━━━ Passage given ━━━
Episodic memory: what happened
Episodic memory is memory of specific events: what happened, when, and in what context. For an agent, this means the record of past runs — the tasks it attempted, the outcomes it produced, the errors it encountered, and the approaches it took.
The most direct value of episodic memory is in personalisation. A customer-service agent with episodic memory can retrieve the full history of every previous interaction with a returning customer — the issue they reported last month, the resolution that worked, the preference they expressed for communication style. It responds to that customer as if it remembers them, because it does.
Episodic memory also enables failure learning. If an agent tried three approaches to a SQL optimisation problem and only the third worked, that episode can be stored and retrieved the next time a similar problem appears. The agent doesn't repeat the first two failed approaches; it starts from the third. This is a significant efficiency gain in domains where the solution space is large and trial-and-error is expensive.
Implementation typically uses a structured database — relational or document-store — where each episode is recorded as a row or document with metadata: timestamp, task type, inputs, outputs, outcome status, and any annotations. Retrieval is by query: find episodes matching this task type, or this customer ID, or this error pattern. The challenge is that as the episodic store grows, the signal-to-noise ratio of retrieval degrades. More on this in the forgetting problem section.
Semantic memory: what I know
Semantic memory is the distilled knowledge base — facts, concepts, relationships, and domain knowledge that persist independently of any specific event. For an agent, this is the repository of accumulated understanding about the domain it operates in.
The distinction from episodic memory is important. Episodic memory says "last Tuesday, the database query failed because the index was missing on the customer_id column." Semantic memory says "this schema is missing an index on customer_id — queries filtering on this column will be slow." The specific event is abstracted into a general fact.
Semantic memory is where agents build genuine expertise. A coding agent that has worked on a large codebase accumulates semantic knowledge about the architecture: which modules handle which concerns, which functions are performance-critical, which patterns the team uses consistently, which areas of the code are fragile. This knowledge isn't in the codebase documentation — it emerges from repeated interaction with the codebase and needs to be explicitly maintained in a semantic store to persist across sessions.
Implementation uses vector databases — systems that store information as numerical embeddings and retrieve it by semantic similarity rather than exact match. When an agent needs to know whether there's relevant context for the task it's about to attempt, it encodes a description of the task as a vector and retrieves the most similar items from the semantic store. The matches don't need to be textually identical to be relevant — semantic similarity captures conceptual relationships that keyword search misses.
Procedural memory: how to do things
Procedural memory is knowledge of how to perform tasks — not facts about the world, but learned action sequences and decision patterns. For an agent, this is the accumulation of effective strategies, refined workflows, and calibrated heuristics.
Procedural memory is the hardest of the three to implement well, and the most valuable when it works. Consider a research agent that has run hundreds of research tasks. Over time, it learns which search strategies work well for different query types, which sources are reliable for which domains, how to structure its output to be most useful for different downstream consumers. This is procedural knowledge — not facts to be retrieved, but patterns to be applied.
The most practical implementation stores procedural memory as structured documents: named procedures with descriptions of when to apply them, the steps involved, and the conditions under which the agent has found them effective. These are loaded into the agent's context at session start, or retrieved selectively based on task type. They function as the agent's learned playbook — refined through accumulated experience rather than written manually.
━━━
Task to complete » In the passage on agent memory, transcribe the section that begins with the words "Implementation uses vector" and ends with "keyword search misses.".
━━━ Data excerpts ━━━
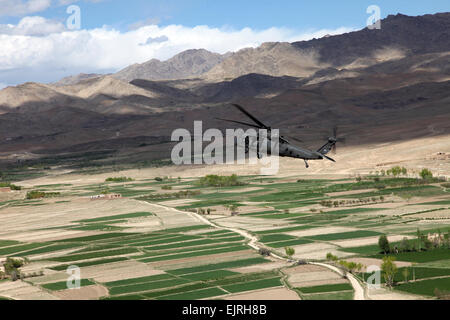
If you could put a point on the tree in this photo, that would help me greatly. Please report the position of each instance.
(419, 240)
(383, 243)
(405, 273)
(426, 174)
(331, 257)
(289, 252)
(389, 269)
(404, 245)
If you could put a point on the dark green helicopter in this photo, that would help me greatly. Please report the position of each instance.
(285, 147)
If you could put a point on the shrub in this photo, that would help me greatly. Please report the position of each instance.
(289, 251)
(9, 185)
(119, 179)
(220, 181)
(426, 174)
(40, 194)
(383, 243)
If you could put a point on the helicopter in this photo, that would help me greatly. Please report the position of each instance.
(285, 147)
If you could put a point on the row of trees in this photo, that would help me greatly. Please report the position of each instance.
(220, 181)
(338, 203)
(11, 267)
(421, 243)
(348, 266)
(35, 194)
(388, 267)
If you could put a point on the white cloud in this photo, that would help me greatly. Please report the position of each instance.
(20, 7)
(102, 49)
(33, 26)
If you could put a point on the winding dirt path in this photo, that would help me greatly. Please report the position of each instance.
(253, 243)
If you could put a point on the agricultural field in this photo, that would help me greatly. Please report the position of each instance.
(182, 238)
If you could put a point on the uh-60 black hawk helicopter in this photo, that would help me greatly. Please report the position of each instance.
(285, 147)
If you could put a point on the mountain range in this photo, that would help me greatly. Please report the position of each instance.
(392, 80)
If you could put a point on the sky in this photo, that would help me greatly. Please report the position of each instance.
(45, 40)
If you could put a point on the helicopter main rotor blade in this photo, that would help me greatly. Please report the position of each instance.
(250, 116)
(295, 139)
(239, 122)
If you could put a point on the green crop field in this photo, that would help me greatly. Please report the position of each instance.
(327, 288)
(426, 287)
(195, 295)
(253, 285)
(56, 286)
(194, 260)
(423, 256)
(345, 235)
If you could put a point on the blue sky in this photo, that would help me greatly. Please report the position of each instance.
(37, 46)
(257, 14)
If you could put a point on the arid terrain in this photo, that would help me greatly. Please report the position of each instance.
(87, 181)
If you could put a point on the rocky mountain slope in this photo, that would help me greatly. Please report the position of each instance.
(378, 85)
(184, 65)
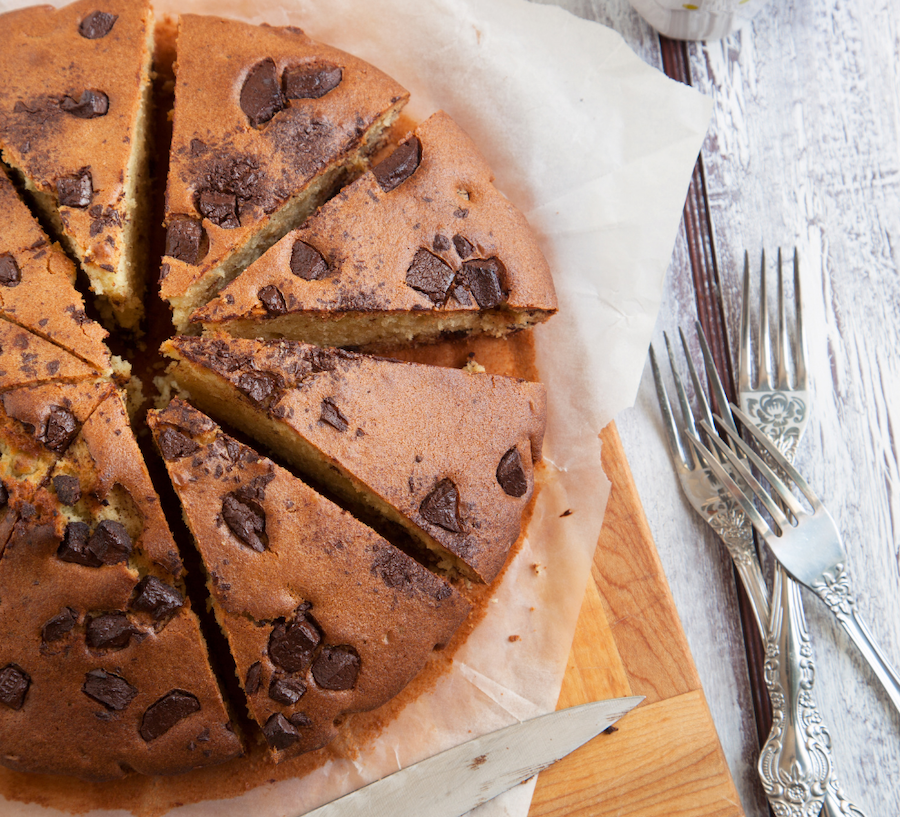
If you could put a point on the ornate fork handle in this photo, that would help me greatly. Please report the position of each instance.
(837, 594)
(795, 764)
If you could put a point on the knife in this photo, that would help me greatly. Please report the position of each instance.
(459, 779)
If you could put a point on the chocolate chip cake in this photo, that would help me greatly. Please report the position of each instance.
(322, 615)
(421, 246)
(445, 453)
(267, 125)
(74, 92)
(330, 577)
(103, 669)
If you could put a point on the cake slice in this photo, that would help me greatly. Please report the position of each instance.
(74, 93)
(445, 453)
(421, 246)
(27, 359)
(37, 424)
(322, 615)
(37, 284)
(267, 124)
(103, 668)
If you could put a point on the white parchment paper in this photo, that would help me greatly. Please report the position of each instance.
(597, 149)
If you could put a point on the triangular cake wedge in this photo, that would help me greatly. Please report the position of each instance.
(37, 284)
(446, 453)
(27, 359)
(103, 668)
(38, 423)
(267, 124)
(74, 93)
(322, 615)
(421, 246)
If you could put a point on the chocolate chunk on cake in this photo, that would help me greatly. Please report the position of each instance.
(267, 124)
(37, 284)
(73, 107)
(446, 453)
(420, 246)
(323, 616)
(104, 667)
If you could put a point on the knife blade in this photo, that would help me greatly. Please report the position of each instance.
(455, 781)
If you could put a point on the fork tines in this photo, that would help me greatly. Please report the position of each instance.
(764, 345)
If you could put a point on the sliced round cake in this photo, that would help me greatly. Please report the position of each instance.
(267, 125)
(421, 246)
(323, 616)
(74, 91)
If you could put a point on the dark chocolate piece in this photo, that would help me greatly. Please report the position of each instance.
(60, 429)
(286, 691)
(336, 668)
(307, 262)
(430, 275)
(279, 732)
(463, 247)
(59, 626)
(511, 475)
(395, 169)
(300, 720)
(483, 278)
(10, 274)
(311, 80)
(261, 95)
(113, 691)
(187, 241)
(156, 597)
(332, 415)
(291, 645)
(259, 387)
(173, 707)
(76, 190)
(110, 542)
(441, 243)
(174, 445)
(441, 506)
(89, 105)
(68, 489)
(246, 520)
(14, 683)
(219, 208)
(272, 300)
(74, 547)
(97, 25)
(251, 682)
(110, 631)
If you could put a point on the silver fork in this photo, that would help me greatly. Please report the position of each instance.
(798, 765)
(780, 407)
(808, 545)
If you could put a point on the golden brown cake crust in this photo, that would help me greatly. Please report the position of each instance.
(235, 168)
(57, 138)
(102, 662)
(37, 284)
(434, 444)
(371, 240)
(374, 614)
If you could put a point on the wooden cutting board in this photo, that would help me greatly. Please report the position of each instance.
(665, 759)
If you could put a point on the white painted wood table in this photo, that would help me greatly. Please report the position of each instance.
(803, 150)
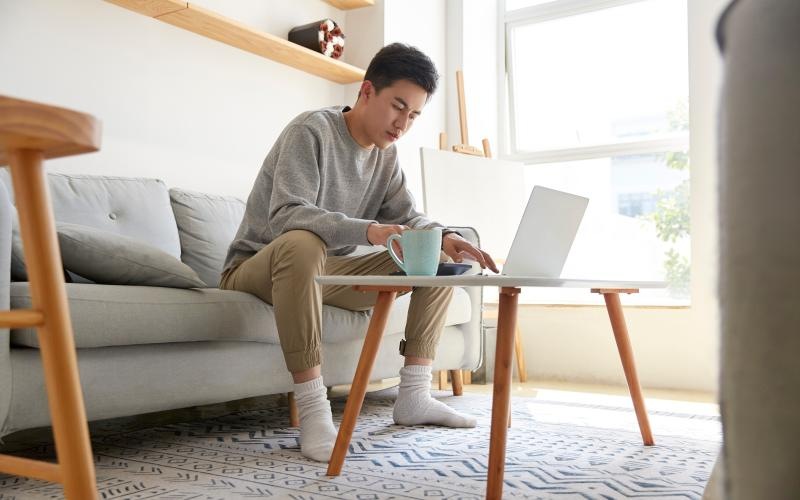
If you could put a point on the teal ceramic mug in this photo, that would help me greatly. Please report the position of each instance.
(421, 250)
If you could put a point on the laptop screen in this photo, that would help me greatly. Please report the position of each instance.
(545, 233)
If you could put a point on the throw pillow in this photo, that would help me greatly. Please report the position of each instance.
(207, 223)
(114, 259)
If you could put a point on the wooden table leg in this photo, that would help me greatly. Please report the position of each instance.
(377, 324)
(520, 355)
(57, 346)
(457, 381)
(506, 328)
(615, 314)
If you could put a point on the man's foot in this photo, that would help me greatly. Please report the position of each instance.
(317, 433)
(415, 406)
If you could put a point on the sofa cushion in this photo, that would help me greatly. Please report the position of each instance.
(114, 259)
(115, 315)
(206, 225)
(135, 207)
(138, 208)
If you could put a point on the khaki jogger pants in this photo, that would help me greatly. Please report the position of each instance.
(282, 274)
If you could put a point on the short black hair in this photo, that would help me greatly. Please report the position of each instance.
(398, 61)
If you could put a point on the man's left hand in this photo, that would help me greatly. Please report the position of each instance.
(457, 248)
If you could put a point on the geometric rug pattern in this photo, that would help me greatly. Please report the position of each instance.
(555, 449)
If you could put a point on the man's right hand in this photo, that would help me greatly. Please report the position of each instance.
(377, 234)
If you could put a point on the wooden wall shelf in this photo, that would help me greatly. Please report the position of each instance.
(212, 25)
(350, 4)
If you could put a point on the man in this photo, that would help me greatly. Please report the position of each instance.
(332, 181)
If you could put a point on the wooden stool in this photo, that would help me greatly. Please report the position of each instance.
(30, 132)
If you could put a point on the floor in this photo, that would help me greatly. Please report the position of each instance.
(656, 399)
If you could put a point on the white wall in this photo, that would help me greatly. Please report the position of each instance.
(174, 105)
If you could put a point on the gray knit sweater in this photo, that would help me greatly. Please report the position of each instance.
(316, 177)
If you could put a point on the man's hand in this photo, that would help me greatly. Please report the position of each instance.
(457, 248)
(377, 234)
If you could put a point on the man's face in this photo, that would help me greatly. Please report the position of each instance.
(391, 112)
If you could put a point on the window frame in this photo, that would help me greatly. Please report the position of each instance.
(557, 9)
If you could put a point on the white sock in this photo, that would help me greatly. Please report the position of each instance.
(415, 406)
(317, 433)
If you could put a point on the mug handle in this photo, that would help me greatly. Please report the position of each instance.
(393, 255)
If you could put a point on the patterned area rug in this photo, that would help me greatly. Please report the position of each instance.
(556, 449)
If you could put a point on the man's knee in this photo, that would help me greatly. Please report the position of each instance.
(300, 246)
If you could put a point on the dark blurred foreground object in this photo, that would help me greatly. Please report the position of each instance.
(323, 36)
(759, 272)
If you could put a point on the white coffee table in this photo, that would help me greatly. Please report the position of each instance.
(387, 288)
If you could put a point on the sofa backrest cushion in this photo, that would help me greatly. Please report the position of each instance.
(114, 259)
(207, 224)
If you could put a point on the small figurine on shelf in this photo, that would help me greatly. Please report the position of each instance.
(324, 36)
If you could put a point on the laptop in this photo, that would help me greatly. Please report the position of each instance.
(545, 233)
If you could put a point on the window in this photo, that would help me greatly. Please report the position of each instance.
━━━
Reply to the exercise »
Implementation uses vector databases — systems that store information as numerical embeddings and retrieve it by semantic similarity rather than exact match. When an agent needs to know whether there's relevant context for the task it's about to attempt, it encodes a description of the task as a vector and retrieves the most similar items from the semantic store. The matches don't need to be textually identical to be relevant — semantic similarity captures conceptual relationships that keyword search misses.